_WORK REQUEST:_
Please output exactly the lines that run from the line with "Query: **dark beanie**" through the final line of the data, inclusive, and nothing more.

Stored items:
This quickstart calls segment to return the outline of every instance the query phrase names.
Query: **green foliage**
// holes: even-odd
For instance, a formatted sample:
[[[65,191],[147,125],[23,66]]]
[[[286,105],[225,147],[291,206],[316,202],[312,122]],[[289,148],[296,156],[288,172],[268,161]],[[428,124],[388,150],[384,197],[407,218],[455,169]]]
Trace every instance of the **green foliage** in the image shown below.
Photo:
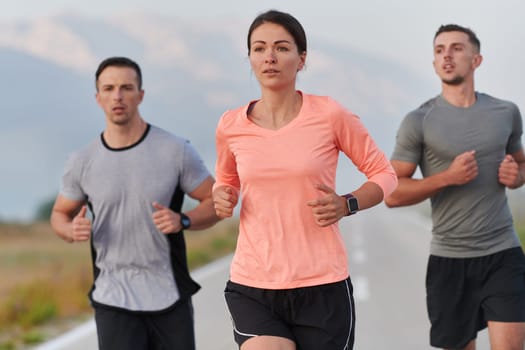
[[[92,312],[86,296],[93,280],[89,246],[56,238],[44,212],[39,215],[45,221],[0,225],[0,350],[26,349],[47,338],[51,327]],[[189,232],[190,269],[232,252],[237,227],[225,220]]]
[[[205,251],[188,250],[187,256],[188,266],[190,267],[190,270],[195,268],[196,266],[204,265],[211,260],[210,254]]]
[[[212,251],[218,252],[219,254],[228,254],[235,249],[237,244],[237,234],[226,237],[216,237],[212,240],[210,247]]]
[[[30,328],[53,319],[57,305],[48,284],[32,282],[17,286],[2,305],[2,319],[7,324],[18,324]]]
[[[520,238],[521,246],[523,249],[525,249],[525,223],[519,225],[516,230],[518,231],[518,237]]]
[[[22,337],[22,341],[25,344],[38,344],[43,342],[44,339],[44,335],[40,332],[28,332]]]
[[[15,350],[16,345],[12,340],[0,342],[0,350]]]

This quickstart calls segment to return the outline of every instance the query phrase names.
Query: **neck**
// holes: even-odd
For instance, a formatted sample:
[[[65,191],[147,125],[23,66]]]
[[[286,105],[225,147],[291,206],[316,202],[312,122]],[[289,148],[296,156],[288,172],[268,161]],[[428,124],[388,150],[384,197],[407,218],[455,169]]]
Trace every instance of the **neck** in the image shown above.
[[[441,84],[441,95],[453,106],[470,107],[476,103],[476,91],[473,83],[464,83],[460,85]]]
[[[294,119],[301,109],[302,98],[295,89],[281,92],[265,92],[257,103],[255,118],[265,119],[273,127],[279,128]]]
[[[111,148],[128,147],[140,140],[146,127],[146,122],[140,116],[122,125],[107,123],[104,130],[104,141]]]

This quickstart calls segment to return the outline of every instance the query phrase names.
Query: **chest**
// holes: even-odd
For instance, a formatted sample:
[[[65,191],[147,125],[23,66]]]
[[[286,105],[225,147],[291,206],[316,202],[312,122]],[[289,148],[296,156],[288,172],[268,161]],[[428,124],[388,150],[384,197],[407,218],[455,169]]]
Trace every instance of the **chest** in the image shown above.
[[[86,164],[82,186],[95,203],[169,203],[179,179],[176,164],[147,150],[107,152]]]
[[[450,113],[438,109],[423,123],[427,154],[451,160],[469,150],[477,158],[502,157],[512,133],[512,116],[497,109]]]
[[[231,138],[230,148],[243,181],[315,177],[335,168],[338,155],[328,124],[239,133]]]

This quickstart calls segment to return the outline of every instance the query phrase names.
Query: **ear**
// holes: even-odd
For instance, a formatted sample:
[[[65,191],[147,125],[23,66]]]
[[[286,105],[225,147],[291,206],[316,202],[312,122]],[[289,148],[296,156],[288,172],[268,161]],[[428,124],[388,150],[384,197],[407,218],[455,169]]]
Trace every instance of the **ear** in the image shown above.
[[[100,103],[100,94],[99,94],[98,91],[95,93],[95,100],[97,100],[97,104],[98,104],[100,107],[102,107],[102,104]]]
[[[144,99],[144,89],[141,89],[140,90],[140,102],[139,103],[142,103],[143,99]]]
[[[472,59],[472,67],[478,68],[481,65],[481,62],[483,62],[483,56],[479,53],[475,54]]]
[[[301,60],[300,60],[300,62],[299,62],[299,65],[297,66],[297,71],[298,71],[298,72],[301,71],[301,70],[303,70],[303,69],[304,69],[304,66],[305,66],[305,64],[306,64],[306,51],[303,52],[303,53],[299,56],[299,58],[300,58]]]

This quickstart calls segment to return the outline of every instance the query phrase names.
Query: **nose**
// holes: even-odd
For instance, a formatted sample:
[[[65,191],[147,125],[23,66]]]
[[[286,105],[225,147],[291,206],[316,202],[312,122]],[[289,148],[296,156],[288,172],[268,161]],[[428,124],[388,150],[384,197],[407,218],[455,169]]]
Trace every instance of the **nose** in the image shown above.
[[[116,101],[122,100],[122,91],[120,89],[115,89],[113,91],[113,99]]]
[[[449,47],[447,50],[445,50],[445,54],[443,55],[446,59],[452,58],[452,48]]]
[[[266,56],[266,63],[275,63],[277,62],[277,58],[275,57],[275,53],[273,51],[269,51],[268,55]]]

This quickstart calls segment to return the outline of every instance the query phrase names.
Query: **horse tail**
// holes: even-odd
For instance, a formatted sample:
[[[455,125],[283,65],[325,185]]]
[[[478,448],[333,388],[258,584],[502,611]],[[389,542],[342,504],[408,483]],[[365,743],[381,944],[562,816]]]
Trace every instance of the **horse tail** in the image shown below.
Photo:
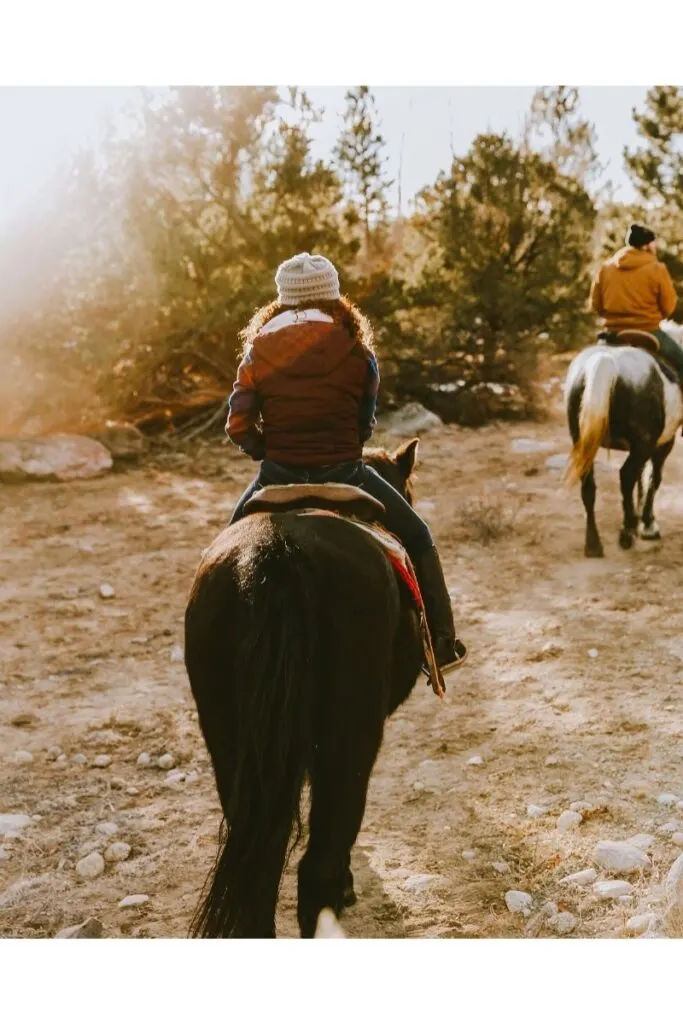
[[[567,466],[568,483],[577,483],[589,471],[609,431],[609,413],[618,370],[611,352],[596,352],[583,374],[578,438]]]
[[[323,907],[318,914],[318,922],[315,926],[316,939],[345,939],[344,929],[330,907]]]
[[[191,925],[195,937],[274,937],[282,874],[301,837],[313,748],[320,628],[310,580],[303,552],[282,535],[249,565],[239,597],[242,636],[223,669],[236,724],[230,769],[221,769],[220,751],[211,752],[227,820]],[[205,709],[212,710],[218,708]]]

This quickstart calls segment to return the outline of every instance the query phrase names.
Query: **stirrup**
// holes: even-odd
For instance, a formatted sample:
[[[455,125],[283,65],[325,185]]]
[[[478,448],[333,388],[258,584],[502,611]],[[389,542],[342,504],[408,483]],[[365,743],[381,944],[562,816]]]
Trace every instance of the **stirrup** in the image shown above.
[[[452,675],[453,672],[461,668],[469,657],[470,652],[465,647],[462,640],[456,639],[454,646],[457,657],[453,661],[449,661],[446,665],[438,666],[439,671],[441,675],[444,677],[444,679],[446,678],[447,675]],[[422,672],[423,675],[427,676],[427,679],[429,679],[430,673],[428,665],[423,665],[420,671]]]

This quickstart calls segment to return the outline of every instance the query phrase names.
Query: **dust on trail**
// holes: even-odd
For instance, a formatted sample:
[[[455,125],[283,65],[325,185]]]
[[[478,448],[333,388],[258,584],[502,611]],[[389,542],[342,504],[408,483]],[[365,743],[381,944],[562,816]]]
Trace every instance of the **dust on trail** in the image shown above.
[[[618,549],[617,460],[599,471],[607,557],[588,561],[578,493],[546,468],[547,451],[512,453],[521,437],[566,450],[560,423],[422,441],[418,499],[471,658],[444,704],[420,682],[388,723],[353,856],[350,935],[523,935],[508,889],[555,900],[577,936],[618,934],[681,852],[657,833],[676,819],[683,829],[683,809],[657,802],[683,800],[681,446],[660,491],[661,545]],[[0,489],[0,814],[35,816],[0,837],[0,934],[50,936],[91,916],[107,936],[186,934],[219,814],[173,649],[200,550],[250,473],[216,445],[96,481]],[[22,750],[32,762],[15,763]],[[151,767],[136,764],[141,752]],[[154,766],[167,752],[189,780],[169,784]],[[98,754],[109,767],[92,766]],[[468,765],[474,755],[483,764]],[[577,800],[594,813],[558,832]],[[529,818],[532,803],[552,813]],[[112,841],[102,822],[130,857],[81,879],[76,862]],[[656,836],[653,870],[635,879],[632,906],[559,884],[591,865],[598,839],[643,832]],[[296,859],[284,936],[297,934]],[[150,898],[119,909],[132,894]]]

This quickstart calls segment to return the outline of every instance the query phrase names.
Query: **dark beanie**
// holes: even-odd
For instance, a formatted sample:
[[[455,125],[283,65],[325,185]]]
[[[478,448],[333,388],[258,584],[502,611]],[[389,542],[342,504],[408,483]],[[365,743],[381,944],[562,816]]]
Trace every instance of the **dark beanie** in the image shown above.
[[[642,224],[631,224],[626,233],[626,244],[633,246],[634,249],[642,249],[644,245],[649,245],[654,240],[654,231],[650,231]]]

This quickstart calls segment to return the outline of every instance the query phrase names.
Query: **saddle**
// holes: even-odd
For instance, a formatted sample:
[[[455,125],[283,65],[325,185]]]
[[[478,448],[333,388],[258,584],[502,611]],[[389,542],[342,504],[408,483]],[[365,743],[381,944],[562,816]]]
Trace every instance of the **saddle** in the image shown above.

_RESPONSE TO THE TASK:_
Query: **dark beanie**
// holes: even-odd
For instance, a formatted sample:
[[[455,125],[283,65],[325,185]]]
[[[478,448],[333,388],[258,584],[502,611]],[[389,542],[342,504],[408,483]],[[365,743],[381,944],[562,816]]]
Trace every instance of the **dark beanie** in the image shown above.
[[[642,224],[631,224],[626,233],[626,244],[633,246],[634,249],[642,249],[644,245],[649,245],[654,240],[654,231],[650,231]]]

This quickstart calls segment to return the outline of every instance the query phrase names.
Query: **saddle**
// holes: even-odd
For instance, a formatted sample:
[[[455,125],[283,65],[325,185]]]
[[[478,448],[333,388],[258,584],[502,611]],[[389,542],[342,504],[408,483]],[[365,743],[381,944],[562,816]]]
Trace every instance of the **saddle** in the image shown above.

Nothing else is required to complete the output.